Exercise requirements:
In the lines from the one containing "In this exercise you will locate the woman's ear" through the end of the listing, inclusive, change "handbag" to "purse" and leave everything else as it is. Give back only those lines.
* Begin Data to process *
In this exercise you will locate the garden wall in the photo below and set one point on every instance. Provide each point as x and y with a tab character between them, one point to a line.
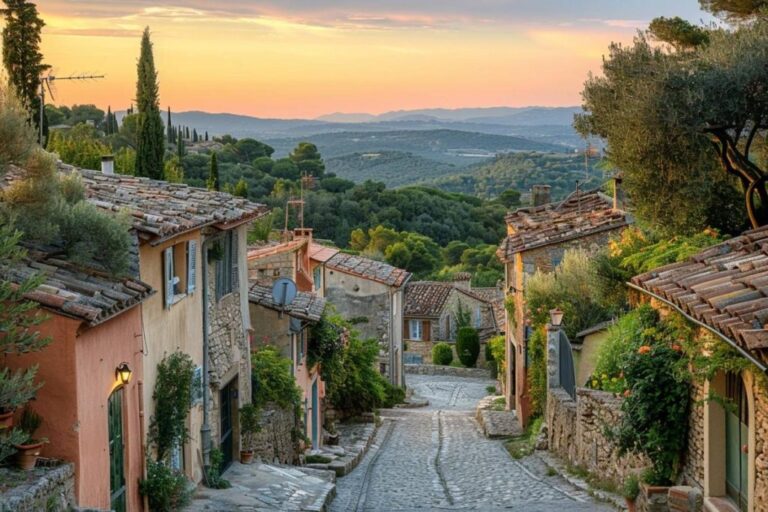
275	440
43	488
576	432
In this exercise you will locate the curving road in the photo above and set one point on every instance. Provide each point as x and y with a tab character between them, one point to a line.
435	458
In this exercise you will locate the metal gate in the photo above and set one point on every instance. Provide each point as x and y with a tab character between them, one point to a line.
566	366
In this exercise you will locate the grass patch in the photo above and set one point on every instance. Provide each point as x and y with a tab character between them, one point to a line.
523	445
317	459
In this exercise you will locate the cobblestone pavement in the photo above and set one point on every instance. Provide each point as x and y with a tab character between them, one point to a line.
436	458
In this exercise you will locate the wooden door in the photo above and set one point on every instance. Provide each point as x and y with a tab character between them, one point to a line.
116	451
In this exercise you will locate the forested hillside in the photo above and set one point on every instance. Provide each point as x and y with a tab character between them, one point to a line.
393	168
520	171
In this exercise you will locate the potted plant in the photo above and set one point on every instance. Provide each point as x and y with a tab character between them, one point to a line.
249	426
16	389
29	450
630	490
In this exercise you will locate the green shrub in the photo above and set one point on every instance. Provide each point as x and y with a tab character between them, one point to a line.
272	379
655	410
537	371
173	399
468	346
442	354
166	489
213	477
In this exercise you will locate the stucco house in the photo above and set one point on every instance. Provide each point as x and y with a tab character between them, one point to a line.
723	291
537	238
91	417
191	245
268	262
288	329
369	293
431	311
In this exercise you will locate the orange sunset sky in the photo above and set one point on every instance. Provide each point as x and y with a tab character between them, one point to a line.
304	58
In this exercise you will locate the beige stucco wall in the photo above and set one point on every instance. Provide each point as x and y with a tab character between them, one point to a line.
179	328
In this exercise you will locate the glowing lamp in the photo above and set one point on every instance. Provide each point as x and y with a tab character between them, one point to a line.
123	373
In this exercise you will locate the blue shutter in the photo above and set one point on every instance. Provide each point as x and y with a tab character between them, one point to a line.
191	265
168	276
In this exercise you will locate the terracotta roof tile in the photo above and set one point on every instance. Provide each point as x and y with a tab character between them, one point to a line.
159	209
367	268
85	294
725	287
579	215
306	306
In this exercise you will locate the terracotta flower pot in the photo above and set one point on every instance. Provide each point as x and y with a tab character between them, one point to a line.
6	419
246	457
27	455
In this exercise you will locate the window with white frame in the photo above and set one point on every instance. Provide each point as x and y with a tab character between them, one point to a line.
179	271
415	327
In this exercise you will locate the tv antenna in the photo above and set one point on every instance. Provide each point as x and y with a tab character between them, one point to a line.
45	83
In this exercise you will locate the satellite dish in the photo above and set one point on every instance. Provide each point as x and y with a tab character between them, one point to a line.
295	325
283	291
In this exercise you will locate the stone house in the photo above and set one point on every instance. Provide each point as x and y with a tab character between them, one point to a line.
722	291
290	259
288	329
188	242
95	325
431	310
537	238
369	293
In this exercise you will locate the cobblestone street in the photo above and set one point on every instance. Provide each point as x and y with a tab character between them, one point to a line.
435	458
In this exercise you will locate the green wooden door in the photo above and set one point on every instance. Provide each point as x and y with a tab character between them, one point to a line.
736	442
116	451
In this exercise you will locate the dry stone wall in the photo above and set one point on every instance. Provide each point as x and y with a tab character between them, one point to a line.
577	433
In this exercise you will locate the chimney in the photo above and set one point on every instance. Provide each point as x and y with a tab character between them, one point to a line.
541	194
462	280
618	193
108	164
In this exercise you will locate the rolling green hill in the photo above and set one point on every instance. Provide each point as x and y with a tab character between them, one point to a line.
393	168
520	171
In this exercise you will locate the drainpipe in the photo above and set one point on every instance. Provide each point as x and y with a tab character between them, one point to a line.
205	429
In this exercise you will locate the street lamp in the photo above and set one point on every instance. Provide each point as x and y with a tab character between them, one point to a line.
123	373
556	317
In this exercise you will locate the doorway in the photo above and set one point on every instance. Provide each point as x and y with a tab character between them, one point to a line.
227	408
116	451
737	442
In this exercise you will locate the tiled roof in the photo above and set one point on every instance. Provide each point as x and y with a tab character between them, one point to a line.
426	298
580	214
321	253
369	269
306	306
725	287
160	209
72	291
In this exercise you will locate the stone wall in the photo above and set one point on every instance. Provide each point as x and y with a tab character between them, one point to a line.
51	489
576	432
451	371
274	443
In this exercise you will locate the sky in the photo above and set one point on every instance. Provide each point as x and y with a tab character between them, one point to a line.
305	58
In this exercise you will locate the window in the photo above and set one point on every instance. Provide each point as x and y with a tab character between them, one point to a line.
179	271
415	329
226	266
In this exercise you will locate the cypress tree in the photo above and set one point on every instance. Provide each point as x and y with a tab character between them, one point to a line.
213	175
21	53
180	147
150	137
171	138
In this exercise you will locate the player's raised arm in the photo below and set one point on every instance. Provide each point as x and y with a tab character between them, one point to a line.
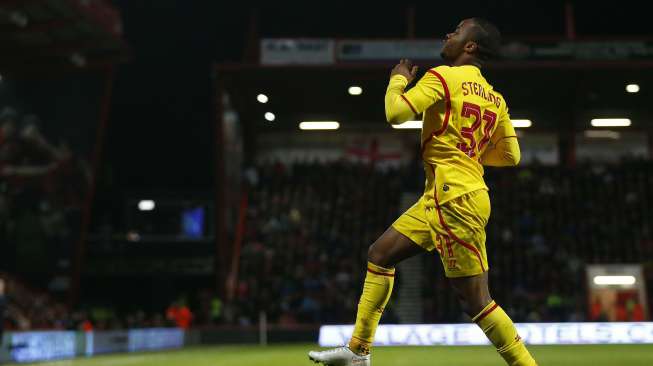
503	149
401	107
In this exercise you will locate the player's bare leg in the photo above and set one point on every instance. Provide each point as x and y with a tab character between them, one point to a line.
474	295
389	249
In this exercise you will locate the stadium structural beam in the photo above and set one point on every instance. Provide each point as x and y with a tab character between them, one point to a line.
78	255
570	24
221	253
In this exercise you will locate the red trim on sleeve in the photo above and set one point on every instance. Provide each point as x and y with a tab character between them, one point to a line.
447	101
407	102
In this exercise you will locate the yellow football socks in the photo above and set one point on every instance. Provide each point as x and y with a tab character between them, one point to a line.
376	293
500	330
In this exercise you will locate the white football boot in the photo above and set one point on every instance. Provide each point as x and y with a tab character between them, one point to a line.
341	356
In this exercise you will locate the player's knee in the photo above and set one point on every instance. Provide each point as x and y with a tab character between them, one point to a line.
377	256
472	304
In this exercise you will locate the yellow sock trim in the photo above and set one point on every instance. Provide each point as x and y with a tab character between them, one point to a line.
500	330
376	293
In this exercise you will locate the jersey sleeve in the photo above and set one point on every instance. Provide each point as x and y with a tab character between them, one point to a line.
503	149
401	106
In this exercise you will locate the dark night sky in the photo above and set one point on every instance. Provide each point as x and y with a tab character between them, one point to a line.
161	131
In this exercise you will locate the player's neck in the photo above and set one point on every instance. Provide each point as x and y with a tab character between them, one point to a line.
466	60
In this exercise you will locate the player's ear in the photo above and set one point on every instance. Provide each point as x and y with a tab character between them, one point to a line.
470	47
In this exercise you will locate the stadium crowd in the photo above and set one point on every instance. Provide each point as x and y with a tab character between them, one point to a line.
42	190
309	227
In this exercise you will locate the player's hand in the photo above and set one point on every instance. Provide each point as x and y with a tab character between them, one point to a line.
406	68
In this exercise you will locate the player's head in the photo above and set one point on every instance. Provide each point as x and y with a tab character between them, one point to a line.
474	38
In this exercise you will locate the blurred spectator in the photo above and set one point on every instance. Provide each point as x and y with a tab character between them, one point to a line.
179	314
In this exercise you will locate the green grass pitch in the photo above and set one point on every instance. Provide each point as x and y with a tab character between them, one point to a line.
594	355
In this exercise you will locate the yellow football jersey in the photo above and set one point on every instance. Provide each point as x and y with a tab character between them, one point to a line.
465	125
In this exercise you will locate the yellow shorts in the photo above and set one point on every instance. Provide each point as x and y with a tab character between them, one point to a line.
456	229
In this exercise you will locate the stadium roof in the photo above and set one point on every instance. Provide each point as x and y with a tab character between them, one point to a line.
46	35
560	98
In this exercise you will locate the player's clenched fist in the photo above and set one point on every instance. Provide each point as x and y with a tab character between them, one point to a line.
405	67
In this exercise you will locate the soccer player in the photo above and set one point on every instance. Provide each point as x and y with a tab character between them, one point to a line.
465	125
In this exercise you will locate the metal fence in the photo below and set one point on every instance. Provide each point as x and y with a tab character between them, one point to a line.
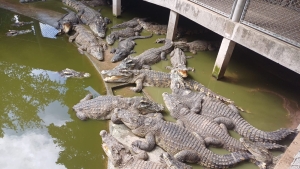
223	7
279	18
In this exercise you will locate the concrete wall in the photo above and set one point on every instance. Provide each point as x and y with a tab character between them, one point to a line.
280	52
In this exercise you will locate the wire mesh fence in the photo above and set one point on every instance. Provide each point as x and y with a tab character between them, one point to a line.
279	18
223	7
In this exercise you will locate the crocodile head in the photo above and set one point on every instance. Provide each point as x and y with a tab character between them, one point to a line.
261	154
111	38
119	55
96	51
138	123
116	152
175	107
99	28
146	106
120	76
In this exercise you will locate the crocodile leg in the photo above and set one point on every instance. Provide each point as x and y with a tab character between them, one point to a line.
226	121
187	156
71	38
139	83
147	145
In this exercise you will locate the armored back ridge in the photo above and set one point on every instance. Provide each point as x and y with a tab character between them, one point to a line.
89	17
209	130
125	48
226	114
101	107
176	140
86	41
121	157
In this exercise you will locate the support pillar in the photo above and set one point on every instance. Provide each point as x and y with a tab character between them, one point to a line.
223	58
172	25
116	8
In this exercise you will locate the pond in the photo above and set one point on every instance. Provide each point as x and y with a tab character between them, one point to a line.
39	127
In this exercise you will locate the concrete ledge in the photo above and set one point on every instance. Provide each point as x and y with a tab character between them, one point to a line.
276	50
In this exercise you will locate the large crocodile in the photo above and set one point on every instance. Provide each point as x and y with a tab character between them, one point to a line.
178	61
184	145
125	47
67	73
197	45
223	113
17	32
146	77
101	107
89	16
88	42
123	33
121	157
145	59
66	22
210	131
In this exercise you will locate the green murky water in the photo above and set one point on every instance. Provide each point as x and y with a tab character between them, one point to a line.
37	120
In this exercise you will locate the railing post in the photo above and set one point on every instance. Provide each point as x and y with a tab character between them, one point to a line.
238	10
223	58
116	8
172	25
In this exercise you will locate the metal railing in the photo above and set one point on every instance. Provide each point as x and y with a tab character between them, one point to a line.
278	18
223	7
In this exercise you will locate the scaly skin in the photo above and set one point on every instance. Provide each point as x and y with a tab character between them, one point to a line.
222	113
209	130
145	77
121	157
128	24
125	48
101	107
123	33
88	42
197	45
72	73
178	61
66	22
174	139
89	16
17	32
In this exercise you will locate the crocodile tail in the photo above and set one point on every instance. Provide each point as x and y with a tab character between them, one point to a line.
212	160
247	130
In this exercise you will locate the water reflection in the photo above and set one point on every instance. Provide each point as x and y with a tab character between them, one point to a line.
32	150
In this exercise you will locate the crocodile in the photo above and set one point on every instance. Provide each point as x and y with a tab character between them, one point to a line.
123	33
121	156
146	77
95	3
21	23
17	32
145	59
223	113
86	41
162	29
66	22
72	73
89	16
179	142
197	45
128	24
125	48
178	61
209	130
101	107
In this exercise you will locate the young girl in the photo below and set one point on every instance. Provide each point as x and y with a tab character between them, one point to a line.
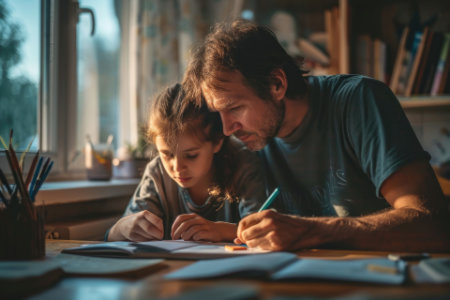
201	183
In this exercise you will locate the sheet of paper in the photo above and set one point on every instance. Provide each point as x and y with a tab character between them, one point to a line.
87	265
260	265
377	270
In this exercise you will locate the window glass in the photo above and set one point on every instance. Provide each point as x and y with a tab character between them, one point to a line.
98	72
19	70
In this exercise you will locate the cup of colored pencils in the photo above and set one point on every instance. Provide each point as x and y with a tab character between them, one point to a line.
21	222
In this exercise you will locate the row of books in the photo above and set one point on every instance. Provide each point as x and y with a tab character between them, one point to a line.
371	58
422	63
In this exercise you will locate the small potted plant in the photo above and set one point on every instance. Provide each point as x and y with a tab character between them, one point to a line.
130	160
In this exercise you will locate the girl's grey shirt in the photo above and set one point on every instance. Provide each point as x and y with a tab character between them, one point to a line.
162	196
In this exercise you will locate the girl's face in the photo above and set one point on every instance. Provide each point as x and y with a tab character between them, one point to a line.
190	164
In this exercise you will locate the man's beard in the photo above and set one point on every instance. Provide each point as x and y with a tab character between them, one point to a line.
269	129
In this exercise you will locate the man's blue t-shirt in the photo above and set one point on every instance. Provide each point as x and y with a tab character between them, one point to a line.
354	136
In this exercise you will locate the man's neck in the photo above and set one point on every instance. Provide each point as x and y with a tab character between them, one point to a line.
295	112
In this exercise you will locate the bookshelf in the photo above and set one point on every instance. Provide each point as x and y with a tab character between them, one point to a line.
425	101
366	38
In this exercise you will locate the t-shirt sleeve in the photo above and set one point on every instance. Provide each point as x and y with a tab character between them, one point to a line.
379	132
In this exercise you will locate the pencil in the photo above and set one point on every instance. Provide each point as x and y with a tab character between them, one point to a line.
269	200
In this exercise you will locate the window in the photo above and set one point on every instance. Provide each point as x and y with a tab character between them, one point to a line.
19	67
98	58
59	83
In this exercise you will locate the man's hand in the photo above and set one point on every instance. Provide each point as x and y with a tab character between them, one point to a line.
270	230
138	227
192	227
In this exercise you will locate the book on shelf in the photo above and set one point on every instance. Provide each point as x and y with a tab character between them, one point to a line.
438	76
423	63
417	51
332	30
379	60
170	249
401	52
412	44
444	86
431	63
287	266
365	55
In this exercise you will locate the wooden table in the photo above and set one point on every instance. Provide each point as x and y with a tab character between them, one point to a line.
154	287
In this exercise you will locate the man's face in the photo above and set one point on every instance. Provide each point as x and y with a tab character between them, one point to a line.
244	114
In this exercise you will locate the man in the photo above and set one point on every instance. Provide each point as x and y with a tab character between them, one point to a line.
352	174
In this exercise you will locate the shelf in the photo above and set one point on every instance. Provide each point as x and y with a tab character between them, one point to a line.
424	101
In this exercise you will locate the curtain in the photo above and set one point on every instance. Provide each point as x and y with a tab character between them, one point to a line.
157	39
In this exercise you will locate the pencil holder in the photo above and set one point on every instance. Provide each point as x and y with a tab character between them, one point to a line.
21	237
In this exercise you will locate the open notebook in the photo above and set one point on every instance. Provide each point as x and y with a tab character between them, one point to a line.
170	249
287	266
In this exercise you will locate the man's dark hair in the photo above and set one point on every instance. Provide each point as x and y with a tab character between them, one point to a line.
242	46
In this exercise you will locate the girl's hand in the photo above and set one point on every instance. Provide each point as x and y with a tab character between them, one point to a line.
138	227
192	227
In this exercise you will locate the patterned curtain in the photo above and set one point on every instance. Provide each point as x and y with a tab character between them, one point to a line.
168	30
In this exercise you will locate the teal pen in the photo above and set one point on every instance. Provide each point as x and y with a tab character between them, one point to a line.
269	200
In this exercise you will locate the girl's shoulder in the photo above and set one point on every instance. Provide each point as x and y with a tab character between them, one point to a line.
155	168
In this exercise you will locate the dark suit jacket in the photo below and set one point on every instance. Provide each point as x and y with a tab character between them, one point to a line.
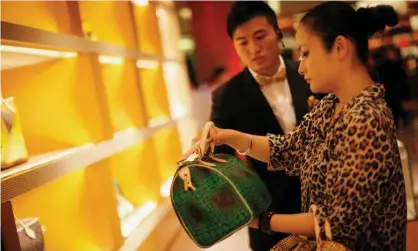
240	105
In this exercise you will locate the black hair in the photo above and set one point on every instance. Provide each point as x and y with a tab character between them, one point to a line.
335	18
244	11
216	73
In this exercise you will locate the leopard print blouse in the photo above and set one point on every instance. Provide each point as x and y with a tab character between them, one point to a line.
350	168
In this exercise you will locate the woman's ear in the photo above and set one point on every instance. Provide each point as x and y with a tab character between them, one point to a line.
341	46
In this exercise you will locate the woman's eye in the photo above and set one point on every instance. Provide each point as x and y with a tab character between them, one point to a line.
303	55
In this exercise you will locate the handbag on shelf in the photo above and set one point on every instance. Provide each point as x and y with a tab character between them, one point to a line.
298	243
13	147
30	233
215	195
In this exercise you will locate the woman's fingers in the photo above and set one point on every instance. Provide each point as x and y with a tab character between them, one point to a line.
197	137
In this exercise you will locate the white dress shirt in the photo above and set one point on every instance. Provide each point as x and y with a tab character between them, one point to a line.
* End Data to process *
Worked solution:
In this exercise you will locate the woman's ear in the photo above and set one point on every instance. Provide each point as x and y with a tab character between them, one point to a line.
341	46
In this exercise you will locate the woman's eye in the photo above and set one point on every instance. Provide each point as x and y with a tab character between them, one point to a line.
303	55
In this exercise you will locate the purse on shelf in the photo above and set one point on every instance. Provide each point as x and y with a tab character between them, one point to a line.
298	243
13	147
30	233
215	195
In this exercise you will locate the woman's fingers in the photo above and set one point on every instance. Provide each point as x and y with a tab character between them, one point to a line.
197	137
In this exercise you will locate the white dress shirt in the photo above and set one point on every instance. Provide each point as x and y with a tab character between them, one point to a line.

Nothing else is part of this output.